» Passage shown
FILED
NOT FOR PUBLICATION JUN 15 2011
MOLLY C. DWYER, CLERK
UNITED STATES COURT OF APPEALS U.S. COURT OF APPEALS
FOR THE NINTH CIRCUIT
DAVID W. SWANSON and CONNIE L. No. 09-73770
SWANSON,
Tax Ct. No. 550-00
Petitioners,
v. MEMORANDUM*
COMMISSIONER OF INTERNAL
REVENUE,
Respondent.
Appeal from a Decision of the
United States Tax Court
Argued and Submitted June 8, 2011
Pasadena, California
Before: D.W. NELSON and IKUTA, Circuit Judges, and PIERSOL, Senior
District Judge.**
The Tax Court did not err in ruling that the burden of proof in this case did
not shift to the Commissioner under 26 U.S.C. § 7491. Section 7491’s burden-
*
This disposition is not appropriate for publication and is not precedent
except as provided by 9th Cir. R. 36-3.
**
The Honorable Lawrence L. Piersol, Senior District Judge for the U.S.
District Court for South Dakota, Sioux Falls, sitting by designation.

» Information provided
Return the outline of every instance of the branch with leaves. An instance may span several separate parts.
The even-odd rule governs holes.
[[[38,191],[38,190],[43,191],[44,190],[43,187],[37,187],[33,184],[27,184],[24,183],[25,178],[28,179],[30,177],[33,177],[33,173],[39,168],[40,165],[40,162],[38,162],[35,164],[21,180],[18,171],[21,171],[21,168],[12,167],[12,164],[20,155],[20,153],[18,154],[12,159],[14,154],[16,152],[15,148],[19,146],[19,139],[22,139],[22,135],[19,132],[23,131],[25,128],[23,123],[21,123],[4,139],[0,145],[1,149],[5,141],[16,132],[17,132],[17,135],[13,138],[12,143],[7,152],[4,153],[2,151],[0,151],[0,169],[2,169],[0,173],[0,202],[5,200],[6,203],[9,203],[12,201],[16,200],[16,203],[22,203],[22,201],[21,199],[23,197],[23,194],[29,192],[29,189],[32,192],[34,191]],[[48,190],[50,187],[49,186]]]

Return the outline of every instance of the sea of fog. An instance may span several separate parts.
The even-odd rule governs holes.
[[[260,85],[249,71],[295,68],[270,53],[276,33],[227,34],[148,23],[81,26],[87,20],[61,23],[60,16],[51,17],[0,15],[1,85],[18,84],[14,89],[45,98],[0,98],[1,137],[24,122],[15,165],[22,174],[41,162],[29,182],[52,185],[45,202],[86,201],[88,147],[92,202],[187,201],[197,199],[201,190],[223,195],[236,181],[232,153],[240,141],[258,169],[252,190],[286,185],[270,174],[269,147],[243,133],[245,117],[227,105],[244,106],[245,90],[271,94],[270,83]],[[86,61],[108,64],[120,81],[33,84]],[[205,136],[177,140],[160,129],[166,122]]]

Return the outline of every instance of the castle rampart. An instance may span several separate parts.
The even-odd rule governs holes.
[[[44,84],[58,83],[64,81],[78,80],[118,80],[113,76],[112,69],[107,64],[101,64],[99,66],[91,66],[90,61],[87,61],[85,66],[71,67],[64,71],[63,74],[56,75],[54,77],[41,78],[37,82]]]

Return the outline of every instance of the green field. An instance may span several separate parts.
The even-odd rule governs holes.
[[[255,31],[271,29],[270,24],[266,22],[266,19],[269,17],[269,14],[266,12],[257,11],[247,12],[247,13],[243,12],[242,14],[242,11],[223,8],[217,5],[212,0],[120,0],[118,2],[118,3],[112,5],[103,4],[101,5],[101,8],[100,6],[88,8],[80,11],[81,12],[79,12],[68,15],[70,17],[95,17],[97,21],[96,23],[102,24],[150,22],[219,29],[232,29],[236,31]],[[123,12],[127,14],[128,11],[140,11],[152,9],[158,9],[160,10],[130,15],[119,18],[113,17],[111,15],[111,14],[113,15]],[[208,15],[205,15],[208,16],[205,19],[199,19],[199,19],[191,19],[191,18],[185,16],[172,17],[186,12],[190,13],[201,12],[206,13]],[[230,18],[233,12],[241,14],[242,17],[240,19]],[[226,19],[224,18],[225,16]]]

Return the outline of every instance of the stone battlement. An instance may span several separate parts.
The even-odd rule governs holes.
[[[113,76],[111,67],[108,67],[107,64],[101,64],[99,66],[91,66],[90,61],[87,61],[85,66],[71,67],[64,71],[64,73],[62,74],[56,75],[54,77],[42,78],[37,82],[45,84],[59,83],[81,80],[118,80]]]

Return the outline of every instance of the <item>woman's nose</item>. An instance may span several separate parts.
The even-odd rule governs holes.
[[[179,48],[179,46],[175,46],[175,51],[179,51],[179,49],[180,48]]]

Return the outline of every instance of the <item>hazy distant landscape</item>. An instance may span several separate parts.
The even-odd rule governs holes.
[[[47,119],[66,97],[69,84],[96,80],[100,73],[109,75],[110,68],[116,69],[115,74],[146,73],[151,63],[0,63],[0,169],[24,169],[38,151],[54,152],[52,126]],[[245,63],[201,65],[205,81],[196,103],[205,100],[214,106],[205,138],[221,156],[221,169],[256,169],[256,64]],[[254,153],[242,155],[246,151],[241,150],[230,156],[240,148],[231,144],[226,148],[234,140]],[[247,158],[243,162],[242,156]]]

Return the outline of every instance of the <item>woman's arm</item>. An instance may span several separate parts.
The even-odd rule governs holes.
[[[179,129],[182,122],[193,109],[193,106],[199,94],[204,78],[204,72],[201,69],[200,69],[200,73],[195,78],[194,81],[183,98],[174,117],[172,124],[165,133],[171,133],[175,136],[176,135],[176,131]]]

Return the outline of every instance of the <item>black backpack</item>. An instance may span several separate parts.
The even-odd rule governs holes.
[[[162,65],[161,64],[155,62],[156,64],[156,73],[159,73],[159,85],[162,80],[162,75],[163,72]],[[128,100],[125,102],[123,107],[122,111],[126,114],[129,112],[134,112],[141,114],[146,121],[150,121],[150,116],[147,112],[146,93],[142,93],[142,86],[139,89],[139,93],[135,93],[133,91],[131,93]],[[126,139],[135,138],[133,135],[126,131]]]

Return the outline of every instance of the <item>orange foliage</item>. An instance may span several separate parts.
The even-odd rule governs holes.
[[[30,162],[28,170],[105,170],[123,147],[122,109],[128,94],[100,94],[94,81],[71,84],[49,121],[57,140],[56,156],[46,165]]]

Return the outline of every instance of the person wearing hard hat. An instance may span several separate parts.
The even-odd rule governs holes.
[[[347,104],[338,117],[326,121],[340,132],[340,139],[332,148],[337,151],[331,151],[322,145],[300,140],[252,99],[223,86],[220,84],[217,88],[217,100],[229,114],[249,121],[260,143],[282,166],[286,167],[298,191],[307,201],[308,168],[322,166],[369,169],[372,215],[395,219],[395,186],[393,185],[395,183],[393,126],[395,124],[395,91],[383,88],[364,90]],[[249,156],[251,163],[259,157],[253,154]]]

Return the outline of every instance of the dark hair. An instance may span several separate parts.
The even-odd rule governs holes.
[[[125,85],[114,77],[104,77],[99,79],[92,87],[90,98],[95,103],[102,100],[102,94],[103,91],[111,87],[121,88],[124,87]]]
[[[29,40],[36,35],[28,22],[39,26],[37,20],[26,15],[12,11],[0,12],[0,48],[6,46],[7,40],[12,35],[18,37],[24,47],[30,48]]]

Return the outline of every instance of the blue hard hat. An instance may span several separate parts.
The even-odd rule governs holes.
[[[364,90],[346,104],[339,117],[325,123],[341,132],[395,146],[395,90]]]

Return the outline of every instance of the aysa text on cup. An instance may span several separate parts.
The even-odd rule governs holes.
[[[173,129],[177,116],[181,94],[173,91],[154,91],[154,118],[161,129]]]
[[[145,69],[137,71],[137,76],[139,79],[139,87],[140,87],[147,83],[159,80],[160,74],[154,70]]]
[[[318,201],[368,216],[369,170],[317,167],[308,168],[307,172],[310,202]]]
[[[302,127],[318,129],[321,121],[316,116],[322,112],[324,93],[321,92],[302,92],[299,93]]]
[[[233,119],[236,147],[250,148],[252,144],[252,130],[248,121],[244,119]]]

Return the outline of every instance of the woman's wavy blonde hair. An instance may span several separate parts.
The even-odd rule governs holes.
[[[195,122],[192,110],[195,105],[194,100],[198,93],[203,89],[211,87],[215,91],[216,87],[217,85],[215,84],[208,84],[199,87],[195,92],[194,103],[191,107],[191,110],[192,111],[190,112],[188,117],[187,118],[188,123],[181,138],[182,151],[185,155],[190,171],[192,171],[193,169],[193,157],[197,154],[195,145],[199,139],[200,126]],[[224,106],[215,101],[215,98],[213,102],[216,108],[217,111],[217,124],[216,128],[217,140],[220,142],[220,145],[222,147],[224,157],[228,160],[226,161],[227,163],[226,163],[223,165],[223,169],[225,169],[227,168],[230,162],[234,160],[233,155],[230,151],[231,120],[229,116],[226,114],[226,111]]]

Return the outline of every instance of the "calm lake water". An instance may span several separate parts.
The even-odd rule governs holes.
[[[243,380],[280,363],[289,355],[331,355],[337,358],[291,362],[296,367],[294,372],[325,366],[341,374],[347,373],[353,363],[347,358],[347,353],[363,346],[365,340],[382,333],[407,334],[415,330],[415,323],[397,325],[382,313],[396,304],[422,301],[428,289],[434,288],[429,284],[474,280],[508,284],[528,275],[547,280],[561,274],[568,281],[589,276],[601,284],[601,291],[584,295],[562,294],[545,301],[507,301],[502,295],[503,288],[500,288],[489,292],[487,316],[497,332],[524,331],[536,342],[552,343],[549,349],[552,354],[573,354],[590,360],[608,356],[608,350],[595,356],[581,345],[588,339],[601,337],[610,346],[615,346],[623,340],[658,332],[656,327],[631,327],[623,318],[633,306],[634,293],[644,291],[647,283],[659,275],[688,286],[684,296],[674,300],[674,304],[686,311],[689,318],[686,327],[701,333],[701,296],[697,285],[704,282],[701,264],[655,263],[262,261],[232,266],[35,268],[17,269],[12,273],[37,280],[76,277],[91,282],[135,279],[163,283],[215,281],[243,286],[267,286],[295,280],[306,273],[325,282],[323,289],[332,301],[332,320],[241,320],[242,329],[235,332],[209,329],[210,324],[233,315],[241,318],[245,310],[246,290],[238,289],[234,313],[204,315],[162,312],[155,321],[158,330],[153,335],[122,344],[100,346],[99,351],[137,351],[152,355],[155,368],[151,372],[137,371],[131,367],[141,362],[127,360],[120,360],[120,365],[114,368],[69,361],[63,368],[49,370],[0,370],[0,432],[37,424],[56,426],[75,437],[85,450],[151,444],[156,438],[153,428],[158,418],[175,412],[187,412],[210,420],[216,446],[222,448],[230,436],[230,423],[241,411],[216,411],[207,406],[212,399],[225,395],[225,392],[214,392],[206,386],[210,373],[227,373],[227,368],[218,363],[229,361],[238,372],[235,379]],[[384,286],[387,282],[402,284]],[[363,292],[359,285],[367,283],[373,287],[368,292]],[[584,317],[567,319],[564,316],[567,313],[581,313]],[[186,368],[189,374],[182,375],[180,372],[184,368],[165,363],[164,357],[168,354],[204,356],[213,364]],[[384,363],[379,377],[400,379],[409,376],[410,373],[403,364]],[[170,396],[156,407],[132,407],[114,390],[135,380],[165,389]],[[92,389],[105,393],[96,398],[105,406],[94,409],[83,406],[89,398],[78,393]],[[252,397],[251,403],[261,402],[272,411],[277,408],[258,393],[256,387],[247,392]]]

» Directive 1
Answer these questions from the court memorandum:
(a) On what date was the case argued and submitted?
(b) Which court issued the decision being appealed?
(c) For which district court is Lawrence L. Piersol a Senior District Judge?
» Directive 2
Write out the court memorandum again, everything from "Appeal from a" down to "Cir. R. 36-3.", and swap "Tax Court" for "Claims Court" wherever it occurs.

» Expected output 1
(a) June 8, 2011
(b) The United States Tax Court
(c) The U.S. District Court for South Dakota, Sioux Falls

» Expected output 2
Appeal from a Decision of the
United States Claims Court
Argued and Submitted June 8, 2011
Pasadena, California
Before: D.W. NELSON and IKUTA, Circuit Judges, and PIERSOL, Senior
District Judge.**
The Claims Court did not err in ruling that the burden of proof in this case did
not shift to the Commissioner under 26 U.S.C. § 7491. Section 7491’s burden-
*
This disposition is not appropriate for publication and is not precedent
except as provided by 9th Cir. R. 36-3.